:: TASK OBJECTIVE ::
Could you copy every record below exactly as it is written?

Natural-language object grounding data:
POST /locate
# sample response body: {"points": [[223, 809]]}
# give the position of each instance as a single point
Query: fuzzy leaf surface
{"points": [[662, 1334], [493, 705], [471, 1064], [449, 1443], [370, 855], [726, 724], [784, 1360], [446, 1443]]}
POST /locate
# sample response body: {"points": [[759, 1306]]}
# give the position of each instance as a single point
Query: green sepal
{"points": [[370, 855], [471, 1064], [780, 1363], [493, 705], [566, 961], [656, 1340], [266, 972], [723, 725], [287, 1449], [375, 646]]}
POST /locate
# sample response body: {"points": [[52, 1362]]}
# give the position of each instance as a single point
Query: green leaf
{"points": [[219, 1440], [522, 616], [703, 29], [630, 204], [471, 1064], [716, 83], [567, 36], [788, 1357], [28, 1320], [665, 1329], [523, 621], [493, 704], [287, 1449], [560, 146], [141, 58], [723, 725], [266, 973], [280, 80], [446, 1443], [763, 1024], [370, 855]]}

:: PROBLEM SOLUTION ::
POST /locate
# sample response body: {"points": [[223, 809]]}
# give the position of each instance as a single point
Query: fuzzy leaf surface
{"points": [[662, 1334], [493, 705], [471, 1064], [449, 1443], [370, 855], [726, 724], [784, 1360], [446, 1443]]}
POST /locate
# sample response body: {"points": [[759, 1306]]}
# give the position of each instance as a single point
Query: green sepal
{"points": [[370, 855], [471, 1064], [780, 1363], [493, 705], [566, 961], [656, 1340], [266, 972], [723, 725], [287, 1449], [375, 646]]}
POST /locate
# sample response body: {"points": [[52, 1362]]}
# give the position of each instance as a single point
Query: green leaf
{"points": [[219, 1440], [522, 616], [703, 29], [630, 204], [471, 1064], [716, 83], [567, 36], [788, 1357], [28, 1320], [665, 1329], [523, 621], [493, 704], [287, 1449], [560, 146], [141, 58], [723, 725], [266, 973], [280, 80], [446, 1443], [763, 1024], [370, 855]]}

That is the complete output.